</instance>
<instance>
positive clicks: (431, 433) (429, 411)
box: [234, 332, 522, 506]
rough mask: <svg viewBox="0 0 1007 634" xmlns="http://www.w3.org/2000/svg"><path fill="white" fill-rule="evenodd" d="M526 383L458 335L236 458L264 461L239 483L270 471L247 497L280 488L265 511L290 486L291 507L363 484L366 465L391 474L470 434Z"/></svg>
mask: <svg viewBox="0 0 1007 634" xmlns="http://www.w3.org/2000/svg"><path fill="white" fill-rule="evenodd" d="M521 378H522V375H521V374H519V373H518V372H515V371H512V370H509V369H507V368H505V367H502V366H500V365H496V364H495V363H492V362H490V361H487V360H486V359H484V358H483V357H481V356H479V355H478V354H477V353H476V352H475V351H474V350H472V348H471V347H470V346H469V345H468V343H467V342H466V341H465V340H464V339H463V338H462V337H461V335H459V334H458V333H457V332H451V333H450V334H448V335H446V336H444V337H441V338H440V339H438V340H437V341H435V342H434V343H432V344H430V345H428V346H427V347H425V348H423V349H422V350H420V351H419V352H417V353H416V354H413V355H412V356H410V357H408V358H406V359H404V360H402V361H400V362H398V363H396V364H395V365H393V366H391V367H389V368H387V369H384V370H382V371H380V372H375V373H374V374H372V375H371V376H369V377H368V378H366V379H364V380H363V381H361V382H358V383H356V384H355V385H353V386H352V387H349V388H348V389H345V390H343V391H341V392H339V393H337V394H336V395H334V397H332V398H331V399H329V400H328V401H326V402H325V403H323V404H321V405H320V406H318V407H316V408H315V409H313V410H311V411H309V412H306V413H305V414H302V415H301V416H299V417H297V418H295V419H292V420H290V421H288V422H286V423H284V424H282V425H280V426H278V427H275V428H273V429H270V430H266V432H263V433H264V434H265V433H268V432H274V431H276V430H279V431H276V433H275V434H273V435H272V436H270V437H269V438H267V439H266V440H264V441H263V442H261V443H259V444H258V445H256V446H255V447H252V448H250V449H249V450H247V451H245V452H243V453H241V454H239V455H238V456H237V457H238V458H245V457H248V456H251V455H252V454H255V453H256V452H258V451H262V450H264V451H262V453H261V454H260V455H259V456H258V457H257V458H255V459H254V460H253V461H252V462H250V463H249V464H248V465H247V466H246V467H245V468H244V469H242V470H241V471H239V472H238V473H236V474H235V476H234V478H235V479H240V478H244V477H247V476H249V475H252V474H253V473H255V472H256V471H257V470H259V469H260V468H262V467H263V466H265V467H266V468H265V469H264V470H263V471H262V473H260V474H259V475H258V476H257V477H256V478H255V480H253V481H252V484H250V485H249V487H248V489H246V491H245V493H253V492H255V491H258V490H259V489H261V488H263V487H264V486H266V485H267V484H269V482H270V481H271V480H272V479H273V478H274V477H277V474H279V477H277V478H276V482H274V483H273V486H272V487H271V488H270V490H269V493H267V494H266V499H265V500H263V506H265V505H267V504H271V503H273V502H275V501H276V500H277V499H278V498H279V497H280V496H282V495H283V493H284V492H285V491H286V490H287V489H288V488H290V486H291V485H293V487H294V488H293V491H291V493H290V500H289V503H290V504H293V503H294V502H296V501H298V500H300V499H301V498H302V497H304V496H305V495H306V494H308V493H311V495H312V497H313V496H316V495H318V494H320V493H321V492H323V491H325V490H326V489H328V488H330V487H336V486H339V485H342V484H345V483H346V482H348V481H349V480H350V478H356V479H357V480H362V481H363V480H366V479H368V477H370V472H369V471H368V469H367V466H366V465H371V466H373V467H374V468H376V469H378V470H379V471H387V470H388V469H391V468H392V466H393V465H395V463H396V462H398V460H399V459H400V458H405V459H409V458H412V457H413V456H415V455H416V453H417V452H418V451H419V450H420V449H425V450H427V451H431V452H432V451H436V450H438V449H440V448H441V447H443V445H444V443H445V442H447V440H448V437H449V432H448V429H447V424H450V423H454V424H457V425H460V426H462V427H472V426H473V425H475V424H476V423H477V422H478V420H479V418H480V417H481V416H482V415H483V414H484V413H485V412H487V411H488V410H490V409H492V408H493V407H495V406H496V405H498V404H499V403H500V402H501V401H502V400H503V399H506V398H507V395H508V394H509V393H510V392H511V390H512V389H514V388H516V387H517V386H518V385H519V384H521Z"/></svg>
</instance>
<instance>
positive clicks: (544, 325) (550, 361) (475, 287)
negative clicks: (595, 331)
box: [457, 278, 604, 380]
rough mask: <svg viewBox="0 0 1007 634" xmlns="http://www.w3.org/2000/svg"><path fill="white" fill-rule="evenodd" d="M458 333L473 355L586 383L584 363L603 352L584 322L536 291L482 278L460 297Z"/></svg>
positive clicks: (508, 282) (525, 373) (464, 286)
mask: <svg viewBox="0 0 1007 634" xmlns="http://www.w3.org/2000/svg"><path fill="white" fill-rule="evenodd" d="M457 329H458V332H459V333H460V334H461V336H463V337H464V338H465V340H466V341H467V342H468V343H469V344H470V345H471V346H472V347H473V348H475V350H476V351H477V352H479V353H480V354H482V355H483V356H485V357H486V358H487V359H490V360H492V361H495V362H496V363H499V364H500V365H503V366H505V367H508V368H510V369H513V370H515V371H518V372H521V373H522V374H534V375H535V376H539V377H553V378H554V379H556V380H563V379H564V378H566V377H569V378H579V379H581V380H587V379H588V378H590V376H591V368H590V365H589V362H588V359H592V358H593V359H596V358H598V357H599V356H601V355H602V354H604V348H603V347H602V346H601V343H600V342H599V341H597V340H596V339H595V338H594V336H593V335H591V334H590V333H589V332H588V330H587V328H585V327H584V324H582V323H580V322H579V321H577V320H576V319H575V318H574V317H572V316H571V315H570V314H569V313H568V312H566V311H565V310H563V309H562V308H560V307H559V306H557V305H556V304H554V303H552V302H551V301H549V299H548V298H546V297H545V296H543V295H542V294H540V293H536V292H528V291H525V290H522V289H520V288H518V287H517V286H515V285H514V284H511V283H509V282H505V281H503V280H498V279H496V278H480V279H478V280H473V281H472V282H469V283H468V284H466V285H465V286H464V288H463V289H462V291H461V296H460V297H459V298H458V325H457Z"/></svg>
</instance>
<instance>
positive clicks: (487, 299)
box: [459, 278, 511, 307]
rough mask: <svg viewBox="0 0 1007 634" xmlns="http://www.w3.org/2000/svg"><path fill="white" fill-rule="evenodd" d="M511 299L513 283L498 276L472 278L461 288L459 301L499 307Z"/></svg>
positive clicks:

---*---

» **YOUR TASK**
Copy all of the lines above without changing a single character.

» **RESPONSE AREA**
</instance>
<instance>
positive clicks: (431, 433) (429, 411)
box: [234, 332, 522, 506]
rough mask: <svg viewBox="0 0 1007 634" xmlns="http://www.w3.org/2000/svg"><path fill="white" fill-rule="evenodd" d="M526 383L458 335L236 458L264 461L239 483L270 471L247 497L280 488L265 511L290 486L291 507L363 484L366 465L391 474L470 434Z"/></svg>
mask: <svg viewBox="0 0 1007 634" xmlns="http://www.w3.org/2000/svg"><path fill="white" fill-rule="evenodd" d="M521 378H522V375H521V374H519V373H518V372H515V371H512V370H509V369H507V368H505V367H502V366H500V365H496V364H495V363H492V362H490V361H487V360H486V359H484V358H483V357H481V356H479V355H478V354H477V353H476V352H475V351H474V350H472V348H471V347H470V346H469V345H468V343H467V342H466V341H465V340H464V339H463V338H462V337H461V335H459V334H458V333H457V332H451V333H450V334H448V335H446V336H444V337H441V338H440V339H438V340H437V341H435V342H434V343H432V344H430V345H428V346H427V347H425V348H423V349H422V350H420V351H419V352H417V353H416V354H413V355H412V356H410V357H408V358H406V359H404V360H402V361H400V362H398V363H396V364H395V365H393V366H391V367H389V368H387V369H384V370H382V371H380V372H375V373H374V374H372V375H371V376H369V377H368V378H366V379H364V380H363V381H361V382H358V383H356V384H355V385H353V386H352V387H349V388H348V389H345V390H343V391H341V392H339V393H337V394H336V395H334V397H332V398H331V399H329V400H328V401H326V402H325V403H323V404H321V405H320V406H318V407H316V408H315V409H313V410H311V411H309V412H306V413H305V414H302V415H301V416H299V417H297V418H295V419H292V420H290V421H288V422H286V423H284V424H282V425H280V426H278V427H275V428H273V429H270V430H266V432H263V433H264V434H265V433H268V432H274V431H276V430H279V431H276V433H275V434H273V435H272V436H270V437H269V438H267V439H266V440H264V441H263V442H261V443H259V444H258V445H256V446H255V447H252V448H250V449H249V450H247V451H245V452H243V453H241V454H239V455H238V456H237V457H238V458H245V457H248V456H251V455H252V454H255V453H256V452H258V451H262V450H264V451H262V453H261V454H260V455H259V456H258V457H257V458H255V459H254V460H253V461H252V462H250V463H249V464H248V465H247V466H246V467H245V468H244V469H242V470H241V471H239V472H238V473H236V474H235V476H234V478H235V479H240V478H244V477H247V476H249V475H252V474H253V473H255V472H256V471H257V470H259V469H260V468H262V467H263V466H265V467H266V468H265V469H264V470H263V471H262V473H260V474H259V475H258V476H257V477H256V478H255V480H253V481H252V484H250V485H249V487H248V489H246V491H245V493H253V492H255V491H258V490H259V489H261V488H263V487H264V486H266V485H267V484H269V482H270V481H271V480H272V479H273V478H274V477H277V474H279V477H277V478H276V482H274V483H273V486H272V487H271V488H270V490H269V493H267V494H266V499H265V500H263V506H265V505H267V504H271V503H273V502H275V501H276V500H277V499H278V498H279V497H280V496H282V495H283V493H284V492H285V491H286V490H287V489H288V488H290V486H291V485H293V487H294V488H293V491H291V493H290V500H289V503H290V504H293V503H294V502H296V501H298V500H300V499H301V498H302V497H304V496H305V495H306V494H308V493H311V495H312V497H313V496H316V495H318V494H320V493H321V492H323V491H325V490H326V489H328V488H330V487H336V486H339V485H342V484H345V483H346V482H348V481H349V480H350V478H356V479H357V480H362V481H363V480H366V479H368V477H370V472H369V471H368V469H367V466H366V465H371V466H373V467H374V468H376V469H378V470H379V471H387V470H388V469H391V468H392V466H393V465H395V463H396V462H398V460H399V459H400V458H405V459H409V458H412V457H413V456H415V455H416V453H417V452H418V451H419V450H420V449H425V450H427V451H431V452H432V451H436V450H438V449H440V448H441V447H443V445H444V443H445V442H447V440H448V437H449V432H448V429H447V424H450V423H454V424H457V425H460V426H462V427H472V426H473V425H475V424H476V423H477V422H478V420H479V418H480V417H481V416H482V415H483V414H484V413H485V412H487V411H488V410H490V409H492V408H493V407H495V406H496V405H498V404H499V403H500V402H501V401H502V400H503V399H506V398H507V395H508V394H509V393H510V392H511V390H512V389H514V388H516V387H517V386H518V385H519V384H521Z"/></svg>
</instance>
<instance>
positive clicks: (544, 325) (550, 361) (475, 287)
negative clicks: (595, 331)
box: [457, 278, 604, 380]
rough mask: <svg viewBox="0 0 1007 634" xmlns="http://www.w3.org/2000/svg"><path fill="white" fill-rule="evenodd" d="M458 333L473 355L586 383L584 363L603 352L584 322L536 291L482 278L460 297Z"/></svg>
positive clicks: (508, 282) (525, 373) (464, 286)
mask: <svg viewBox="0 0 1007 634" xmlns="http://www.w3.org/2000/svg"><path fill="white" fill-rule="evenodd" d="M457 329H458V332H459V333H460V334H461V336H463V337H464V338H465V340H466V341H467V342H468V343H469V344H470V345H471V346H472V347H473V348H475V350H476V351H477V352H479V353H480V354H482V355H483V356H485V357H486V358H487V359H490V360H492V361H495V362H496V363H499V364H500V365H503V366H505V367H508V368H510V369H513V370H515V371H518V372H521V373H522V374H534V375H535V376H539V377H553V378H554V379H556V380H563V379H564V378H566V377H569V378H579V379H581V380H587V379H588V378H590V376H591V368H590V365H589V362H588V359H592V358H593V359H596V358H598V357H599V356H601V355H602V354H604V348H603V347H602V346H601V343H600V342H599V341H597V340H596V339H595V338H594V336H593V335H591V334H590V333H589V332H588V330H587V328H585V327H584V324H582V323H580V322H579V321H577V320H576V319H575V318H574V317H572V316H571V315H570V314H569V313H568V312H566V311H565V310H563V309H562V308H560V307H559V306H557V305H556V304H554V303H552V302H551V301H549V299H548V298H546V297H545V296H543V295H542V294H540V293H536V292H528V291H525V290H522V289H520V288H518V287H517V286H515V285H514V284H511V283H509V282H505V281H503V280H498V279H496V278H480V279H478V280H473V281H472V282H469V283H468V284H466V285H465V286H464V288H463V289H462V291H461V296H460V297H459V298H458V325H457Z"/></svg>
</instance>
<instance>
positive clicks: (487, 299)
box: [459, 278, 511, 307]
rough mask: <svg viewBox="0 0 1007 634" xmlns="http://www.w3.org/2000/svg"><path fill="white" fill-rule="evenodd" d="M511 299L513 283L498 276L472 278L461 288L459 301L499 307Z"/></svg>
positive clicks:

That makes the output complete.